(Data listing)
==*==

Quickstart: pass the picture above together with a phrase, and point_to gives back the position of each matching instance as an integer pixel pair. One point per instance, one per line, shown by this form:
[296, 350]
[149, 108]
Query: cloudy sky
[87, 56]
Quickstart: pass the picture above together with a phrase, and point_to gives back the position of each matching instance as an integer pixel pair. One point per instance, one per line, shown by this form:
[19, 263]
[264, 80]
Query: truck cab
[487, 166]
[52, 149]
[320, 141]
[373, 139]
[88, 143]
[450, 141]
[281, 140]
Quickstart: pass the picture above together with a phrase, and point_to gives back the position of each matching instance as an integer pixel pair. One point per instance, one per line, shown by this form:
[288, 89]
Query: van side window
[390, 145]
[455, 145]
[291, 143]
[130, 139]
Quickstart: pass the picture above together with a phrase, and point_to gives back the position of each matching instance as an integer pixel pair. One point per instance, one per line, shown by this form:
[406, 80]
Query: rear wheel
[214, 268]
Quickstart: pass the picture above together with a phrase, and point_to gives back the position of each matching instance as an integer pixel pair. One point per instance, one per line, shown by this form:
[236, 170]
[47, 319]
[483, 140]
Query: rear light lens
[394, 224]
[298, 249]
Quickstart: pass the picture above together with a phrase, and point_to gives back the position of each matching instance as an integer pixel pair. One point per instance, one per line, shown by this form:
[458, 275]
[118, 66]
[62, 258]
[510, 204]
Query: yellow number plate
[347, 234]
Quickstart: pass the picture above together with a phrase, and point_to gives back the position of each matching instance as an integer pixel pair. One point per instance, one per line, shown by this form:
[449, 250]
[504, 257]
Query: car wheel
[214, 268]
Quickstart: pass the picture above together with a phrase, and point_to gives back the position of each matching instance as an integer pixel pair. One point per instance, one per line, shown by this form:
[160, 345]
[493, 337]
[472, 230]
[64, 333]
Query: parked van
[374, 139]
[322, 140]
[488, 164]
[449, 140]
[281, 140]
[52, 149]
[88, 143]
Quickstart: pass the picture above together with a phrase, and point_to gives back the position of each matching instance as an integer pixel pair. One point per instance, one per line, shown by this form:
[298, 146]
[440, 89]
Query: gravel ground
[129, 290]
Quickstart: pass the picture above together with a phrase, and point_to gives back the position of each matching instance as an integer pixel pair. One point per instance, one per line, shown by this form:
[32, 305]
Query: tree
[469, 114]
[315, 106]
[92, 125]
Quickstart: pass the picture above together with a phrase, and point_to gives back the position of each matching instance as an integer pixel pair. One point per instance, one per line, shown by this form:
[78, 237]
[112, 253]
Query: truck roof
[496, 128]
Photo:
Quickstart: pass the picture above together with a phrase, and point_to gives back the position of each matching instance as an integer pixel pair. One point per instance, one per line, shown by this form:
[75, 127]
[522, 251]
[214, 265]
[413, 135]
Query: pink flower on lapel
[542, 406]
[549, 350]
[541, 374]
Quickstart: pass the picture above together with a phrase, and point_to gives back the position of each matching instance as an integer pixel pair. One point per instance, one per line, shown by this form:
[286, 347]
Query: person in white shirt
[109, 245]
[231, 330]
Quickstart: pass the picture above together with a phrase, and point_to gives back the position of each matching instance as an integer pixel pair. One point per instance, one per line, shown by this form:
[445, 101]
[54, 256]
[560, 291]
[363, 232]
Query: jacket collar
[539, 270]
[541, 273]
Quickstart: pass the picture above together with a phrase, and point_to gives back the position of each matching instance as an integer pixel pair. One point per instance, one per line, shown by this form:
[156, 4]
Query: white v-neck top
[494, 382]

==*==

(WHAT IS NEEDED)
Locate every line in the rows above that holds the word "white" and copy each one out in full. Case counts.

(CORRECT OUTPUT)
Query: person in white shirt
Query: white v-neck top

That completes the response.